▼

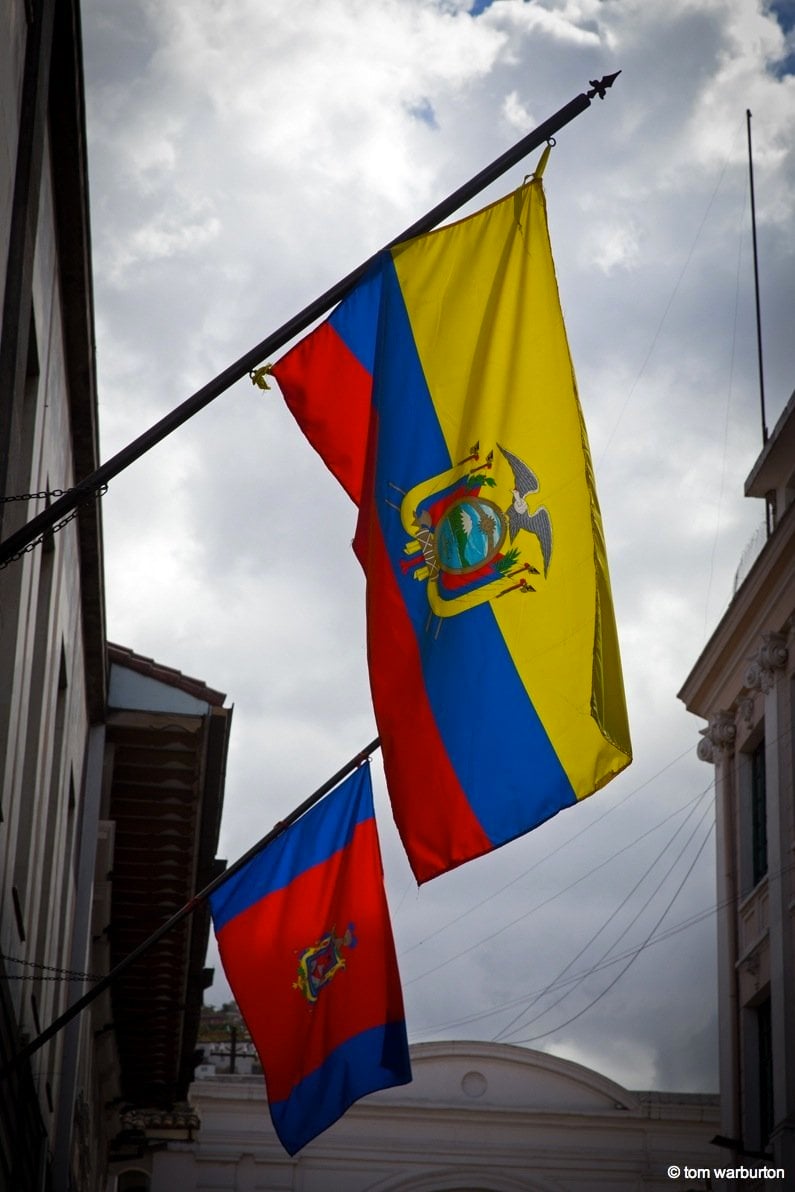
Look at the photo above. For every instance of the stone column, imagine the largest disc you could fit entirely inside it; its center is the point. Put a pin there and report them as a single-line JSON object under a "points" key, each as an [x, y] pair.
{"points": [[768, 675], [718, 747]]}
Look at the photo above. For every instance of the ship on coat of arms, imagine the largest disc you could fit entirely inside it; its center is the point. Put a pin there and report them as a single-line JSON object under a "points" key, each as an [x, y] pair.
{"points": [[464, 542]]}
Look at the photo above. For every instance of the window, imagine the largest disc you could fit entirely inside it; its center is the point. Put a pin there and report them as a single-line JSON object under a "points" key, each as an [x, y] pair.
{"points": [[132, 1181], [764, 1047], [758, 814]]}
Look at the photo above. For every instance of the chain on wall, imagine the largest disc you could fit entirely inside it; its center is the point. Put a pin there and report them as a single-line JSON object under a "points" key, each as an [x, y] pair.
{"points": [[92, 495]]}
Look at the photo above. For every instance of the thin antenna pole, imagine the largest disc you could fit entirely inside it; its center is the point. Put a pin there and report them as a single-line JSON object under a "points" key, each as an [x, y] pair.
{"points": [[188, 908], [756, 284], [91, 485]]}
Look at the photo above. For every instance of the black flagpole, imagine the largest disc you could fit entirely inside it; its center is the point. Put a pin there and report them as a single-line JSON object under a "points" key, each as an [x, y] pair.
{"points": [[93, 484], [188, 908]]}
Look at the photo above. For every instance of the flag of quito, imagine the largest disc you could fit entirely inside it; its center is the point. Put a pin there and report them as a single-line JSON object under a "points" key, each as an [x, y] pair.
{"points": [[442, 397], [305, 941]]}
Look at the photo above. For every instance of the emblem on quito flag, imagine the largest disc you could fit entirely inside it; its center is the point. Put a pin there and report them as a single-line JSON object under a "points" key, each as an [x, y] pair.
{"points": [[469, 546], [321, 963]]}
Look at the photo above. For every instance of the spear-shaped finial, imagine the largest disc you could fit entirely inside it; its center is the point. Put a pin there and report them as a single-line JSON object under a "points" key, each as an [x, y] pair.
{"points": [[598, 87]]}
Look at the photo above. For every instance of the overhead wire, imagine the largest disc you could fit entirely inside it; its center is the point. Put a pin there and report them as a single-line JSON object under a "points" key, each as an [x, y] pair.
{"points": [[631, 961], [603, 964], [547, 856], [551, 898], [515, 1022], [516, 1025]]}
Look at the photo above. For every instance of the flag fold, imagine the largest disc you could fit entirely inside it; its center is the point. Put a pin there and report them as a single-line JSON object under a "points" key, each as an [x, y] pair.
{"points": [[305, 941], [441, 395]]}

▲

TO DO = Copy every line of the data exactly as written, excluding the pictures.

WRITTEN ANSWER =
Look at the photo above. For every instance of the stone column, imagine the largest disc you could fit entirely inside it; its center is the point. Put a pin there and report them as a single-line JSON object under a "points" key, each as an [x, y] pair.
{"points": [[768, 675], [718, 747]]}
Look at the photo above. For every instance of the ship on coat of arms, imagine the largest disc you could fit entirely inside it; its center is the point. Put a pin there and report them as a single-line JSON object under a "points" key, each as an [x, y] pair.
{"points": [[464, 542]]}
Look at the photo above. For every instance of the window, imagine the largest disc you could fit entirely inside it; its center is the point. Put a pin there and report them as a single-line JSON object under a "points" key, each as an [x, y] pair.
{"points": [[132, 1181], [764, 1047], [758, 814]]}
Look at the photo above. For every instance of the chain on wall, imagine the largest disc you could fit entirely inside it; its center is the point. Put a pin there and report them as a single-line JSON object under a "points" key, each as an [x, y] pair.
{"points": [[92, 495]]}
Look at the photo above. For every instance of the thin antenna pole, imagine the largest disc you could fit entirely inside it; its center is the point. Put a pin there and report them as a single-line JSON object under a "points" key, each as an [x, y] pair.
{"points": [[188, 908], [756, 284], [91, 485]]}
Look at the photo above. For every instance of the black flagpole, imagine the largest disc you could fit entirely inside it; its center is the point. Put a pin there and report them as a single-line JSON object under a "points" key, each as an [x, y] pair.
{"points": [[93, 484], [188, 908]]}
Look at the photo above. For every instance of the flag of quito, imagine the largest disc you could fit entirely inside it; its center is the point. Put a pin there and report them as a single-line JSON object under a "points" key, each as an [x, y] pair.
{"points": [[442, 397], [305, 941]]}
Look at the photo above. For every instance of the emblem on quito flag, imagine the largest disc you could fit entirely inside it; its center is the point. Put a pin there and report them as a single-line JSON object under a "points" key, each as an [x, y] pair.
{"points": [[469, 546], [321, 963]]}
Look at the photo above. For every instance of the spear-shaped finial, imagine the largest disc you could fit entirely inside it; its center is the point. Put a pin there and report them as a single-line JSON object under a "points" key, each as an [x, y] pair.
{"points": [[598, 87]]}
Look at the photo above. For every instance of the overhead wire, imagine the largest disc you could fit entirely inside it; its center is the point. Put a pin there and report them as a single-line JSON object under a "points" key, each as an [x, y] pair.
{"points": [[631, 961], [603, 964], [547, 856], [551, 898], [515, 1022], [516, 1025]]}
Look at the photo above. For every instance of the flag fold, imagine the largest disc you could fit entirely inside it; its center is the point. Put a pin there and report them as a single-line JSON object under a "points" key, each as an [x, y] pair.
{"points": [[305, 941], [441, 395]]}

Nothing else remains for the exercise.